What you should do: Please state how many lines in the entries below contain the string "point", treating uppercase and lowercase as different, and give only the number.

Data for this task:
----
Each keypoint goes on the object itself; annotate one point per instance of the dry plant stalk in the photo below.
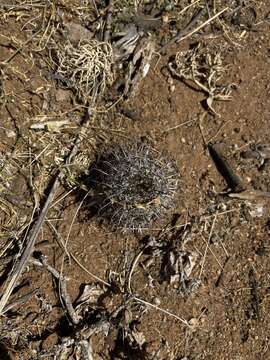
----
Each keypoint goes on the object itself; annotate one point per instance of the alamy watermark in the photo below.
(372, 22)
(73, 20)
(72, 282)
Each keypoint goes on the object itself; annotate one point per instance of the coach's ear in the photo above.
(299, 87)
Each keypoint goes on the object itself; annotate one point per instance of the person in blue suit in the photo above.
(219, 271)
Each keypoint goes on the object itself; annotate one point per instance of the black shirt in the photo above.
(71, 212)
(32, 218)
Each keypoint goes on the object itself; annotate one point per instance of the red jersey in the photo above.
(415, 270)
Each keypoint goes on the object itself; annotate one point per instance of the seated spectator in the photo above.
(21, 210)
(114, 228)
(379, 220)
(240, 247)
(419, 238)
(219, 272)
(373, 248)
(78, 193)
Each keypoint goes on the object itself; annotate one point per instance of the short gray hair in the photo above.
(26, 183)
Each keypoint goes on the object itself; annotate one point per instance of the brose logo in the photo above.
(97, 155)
----
Solution to the exercise: 9